• Exercise brief:
Add 74 to every coordinate in the answers and write the lines out again, requests included, starting at the beginning of the items and ending with the line that contains "367,65 -> 550,307". Leave the pictures out.

(Object detection data)
====================
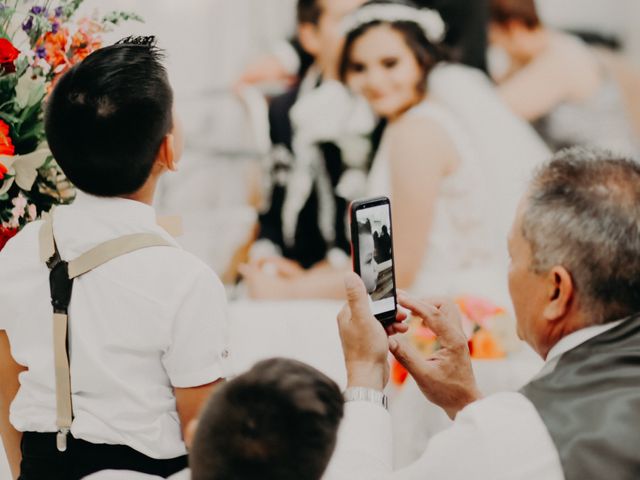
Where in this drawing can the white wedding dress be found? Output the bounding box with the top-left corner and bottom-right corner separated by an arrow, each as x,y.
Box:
367,65 -> 550,307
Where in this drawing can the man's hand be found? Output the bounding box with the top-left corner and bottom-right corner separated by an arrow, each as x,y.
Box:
389,293 -> 481,419
338,272 -> 406,390
236,55 -> 293,86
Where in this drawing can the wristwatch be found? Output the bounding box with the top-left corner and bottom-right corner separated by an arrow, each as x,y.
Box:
344,387 -> 389,410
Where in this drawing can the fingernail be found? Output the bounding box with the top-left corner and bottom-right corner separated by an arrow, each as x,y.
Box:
344,273 -> 358,289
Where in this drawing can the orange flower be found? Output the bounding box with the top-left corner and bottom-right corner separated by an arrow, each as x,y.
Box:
391,358 -> 409,386
469,329 -> 506,360
36,28 -> 69,70
0,225 -> 18,250
71,29 -> 102,65
0,120 -> 16,157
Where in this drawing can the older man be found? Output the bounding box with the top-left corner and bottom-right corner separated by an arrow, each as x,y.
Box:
331,150 -> 640,480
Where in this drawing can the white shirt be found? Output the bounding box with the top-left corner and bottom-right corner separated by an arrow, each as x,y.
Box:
324,322 -> 620,480
84,468 -> 191,480
0,194 -> 228,458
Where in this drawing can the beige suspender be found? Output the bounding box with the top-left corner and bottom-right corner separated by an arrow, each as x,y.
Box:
40,214 -> 173,452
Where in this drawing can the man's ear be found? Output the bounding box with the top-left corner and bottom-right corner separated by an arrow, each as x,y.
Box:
543,266 -> 575,322
156,133 -> 178,172
298,22 -> 320,57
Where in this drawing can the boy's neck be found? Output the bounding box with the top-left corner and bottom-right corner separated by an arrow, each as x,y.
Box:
123,176 -> 158,206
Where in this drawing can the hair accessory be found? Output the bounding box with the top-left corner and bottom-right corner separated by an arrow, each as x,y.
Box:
342,3 -> 447,43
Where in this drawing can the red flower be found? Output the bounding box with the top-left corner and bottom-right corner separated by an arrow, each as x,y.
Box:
0,120 -> 16,157
0,225 -> 18,250
0,38 -> 20,73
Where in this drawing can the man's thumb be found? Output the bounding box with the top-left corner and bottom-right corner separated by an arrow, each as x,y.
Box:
344,272 -> 371,318
389,336 -> 424,376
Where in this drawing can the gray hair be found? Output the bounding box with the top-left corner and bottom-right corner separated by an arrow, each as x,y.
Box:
522,148 -> 640,324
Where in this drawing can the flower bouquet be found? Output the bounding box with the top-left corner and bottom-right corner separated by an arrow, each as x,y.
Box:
0,0 -> 142,250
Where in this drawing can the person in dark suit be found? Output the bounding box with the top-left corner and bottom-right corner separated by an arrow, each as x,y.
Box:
238,0 -> 489,84
240,0 -> 383,298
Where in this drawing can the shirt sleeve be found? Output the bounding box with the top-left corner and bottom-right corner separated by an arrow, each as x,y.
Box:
326,393 -> 564,480
162,269 -> 229,388
323,401 -> 393,480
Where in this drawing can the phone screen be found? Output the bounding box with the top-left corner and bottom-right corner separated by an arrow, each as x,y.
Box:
352,199 -> 396,321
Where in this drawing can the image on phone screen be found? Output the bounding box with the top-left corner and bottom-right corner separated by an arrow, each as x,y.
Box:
356,204 -> 395,315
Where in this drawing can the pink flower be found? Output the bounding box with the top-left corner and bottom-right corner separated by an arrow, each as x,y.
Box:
10,193 -> 27,227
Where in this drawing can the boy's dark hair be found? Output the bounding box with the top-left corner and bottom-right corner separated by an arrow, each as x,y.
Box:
189,359 -> 344,480
358,218 -> 373,235
490,0 -> 541,29
297,0 -> 322,25
45,37 -> 173,197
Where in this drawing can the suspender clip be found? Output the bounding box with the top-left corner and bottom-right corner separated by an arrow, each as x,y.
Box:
56,428 -> 69,452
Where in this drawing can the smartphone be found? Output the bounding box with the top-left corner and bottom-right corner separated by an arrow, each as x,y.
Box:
349,197 -> 398,326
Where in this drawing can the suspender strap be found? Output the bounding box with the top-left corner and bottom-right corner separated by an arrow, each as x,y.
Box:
40,214 -> 173,452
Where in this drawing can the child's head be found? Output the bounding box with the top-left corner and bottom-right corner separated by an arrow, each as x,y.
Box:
45,37 -> 182,197
298,0 -> 365,77
189,359 -> 344,480
489,0 -> 543,62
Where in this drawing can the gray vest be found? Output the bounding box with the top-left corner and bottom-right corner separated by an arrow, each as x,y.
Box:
521,315 -> 640,480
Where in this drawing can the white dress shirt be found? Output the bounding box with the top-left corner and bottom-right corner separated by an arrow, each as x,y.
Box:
0,194 -> 228,458
324,322 -> 620,480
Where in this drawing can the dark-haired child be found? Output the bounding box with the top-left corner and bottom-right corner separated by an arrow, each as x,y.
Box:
0,37 -> 228,480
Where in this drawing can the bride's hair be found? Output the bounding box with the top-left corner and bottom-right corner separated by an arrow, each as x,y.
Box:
490,0 -> 541,29
339,0 -> 448,92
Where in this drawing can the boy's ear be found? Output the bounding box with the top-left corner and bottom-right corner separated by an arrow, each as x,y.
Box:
156,133 -> 178,172
184,418 -> 198,448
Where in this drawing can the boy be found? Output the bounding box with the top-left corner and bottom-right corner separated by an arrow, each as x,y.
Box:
87,358 -> 344,480
0,37 -> 228,480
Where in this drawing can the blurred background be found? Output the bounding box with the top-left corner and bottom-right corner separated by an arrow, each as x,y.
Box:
72,0 -> 640,275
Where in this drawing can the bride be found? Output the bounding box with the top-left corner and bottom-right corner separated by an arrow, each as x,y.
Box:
242,0 -> 549,302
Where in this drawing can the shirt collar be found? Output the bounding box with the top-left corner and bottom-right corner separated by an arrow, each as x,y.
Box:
534,319 -> 626,380
546,320 -> 624,363
73,191 -> 156,224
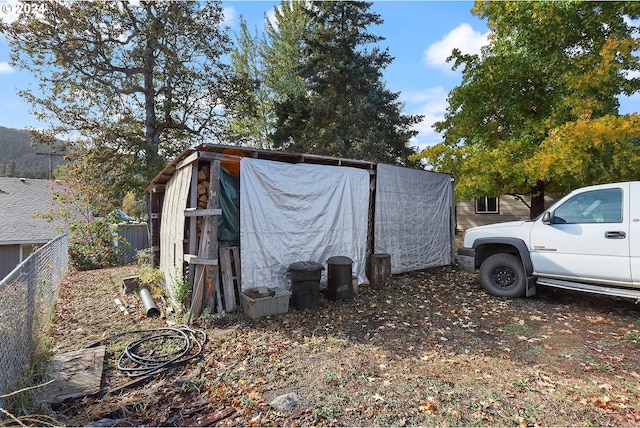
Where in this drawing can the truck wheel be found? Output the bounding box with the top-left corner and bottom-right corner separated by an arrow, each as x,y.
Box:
480,254 -> 526,298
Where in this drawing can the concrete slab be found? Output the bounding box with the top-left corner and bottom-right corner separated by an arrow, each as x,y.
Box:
45,346 -> 106,405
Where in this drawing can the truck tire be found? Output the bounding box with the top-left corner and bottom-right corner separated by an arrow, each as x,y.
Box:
480,254 -> 526,298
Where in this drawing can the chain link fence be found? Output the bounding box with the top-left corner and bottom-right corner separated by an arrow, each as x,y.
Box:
0,234 -> 69,407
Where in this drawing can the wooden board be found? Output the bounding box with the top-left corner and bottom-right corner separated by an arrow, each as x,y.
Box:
45,346 -> 106,404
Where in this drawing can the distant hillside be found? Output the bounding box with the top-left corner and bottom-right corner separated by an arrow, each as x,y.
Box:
0,126 -> 64,178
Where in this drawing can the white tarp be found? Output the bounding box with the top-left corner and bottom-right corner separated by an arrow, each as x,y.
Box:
374,164 -> 453,274
240,158 -> 369,289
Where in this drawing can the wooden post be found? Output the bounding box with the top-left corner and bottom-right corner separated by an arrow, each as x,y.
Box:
203,159 -> 220,313
371,254 -> 391,288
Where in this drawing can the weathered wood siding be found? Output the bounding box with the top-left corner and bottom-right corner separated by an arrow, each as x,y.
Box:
456,195 -> 557,231
160,165 -> 192,297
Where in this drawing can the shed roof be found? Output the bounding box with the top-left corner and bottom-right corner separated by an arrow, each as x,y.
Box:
147,143 -> 377,193
0,177 -> 67,245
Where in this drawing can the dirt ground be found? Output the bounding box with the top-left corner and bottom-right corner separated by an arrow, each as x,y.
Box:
47,266 -> 640,426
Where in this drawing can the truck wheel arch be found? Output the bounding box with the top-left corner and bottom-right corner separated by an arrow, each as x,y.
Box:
473,238 -> 533,276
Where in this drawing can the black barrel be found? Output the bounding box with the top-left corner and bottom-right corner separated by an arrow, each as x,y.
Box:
288,262 -> 324,310
327,256 -> 353,301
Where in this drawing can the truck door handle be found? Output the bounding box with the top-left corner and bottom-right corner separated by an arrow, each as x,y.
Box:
604,232 -> 627,239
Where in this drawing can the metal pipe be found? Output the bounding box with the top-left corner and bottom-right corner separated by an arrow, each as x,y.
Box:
140,288 -> 160,317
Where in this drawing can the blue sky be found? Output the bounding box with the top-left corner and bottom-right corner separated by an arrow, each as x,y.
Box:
0,0 -> 640,147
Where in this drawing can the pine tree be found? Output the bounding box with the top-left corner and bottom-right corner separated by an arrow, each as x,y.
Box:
273,1 -> 421,164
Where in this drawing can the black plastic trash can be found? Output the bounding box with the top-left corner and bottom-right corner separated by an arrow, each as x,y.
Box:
288,262 -> 324,310
327,256 -> 353,301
====================
• Full answer:
Where in this drawing can the white wedding dress be found? Output the bounding box with the top-left corner and bottom-right corner separated by an arrow, each as x,y.
Box:
441,139 -> 624,381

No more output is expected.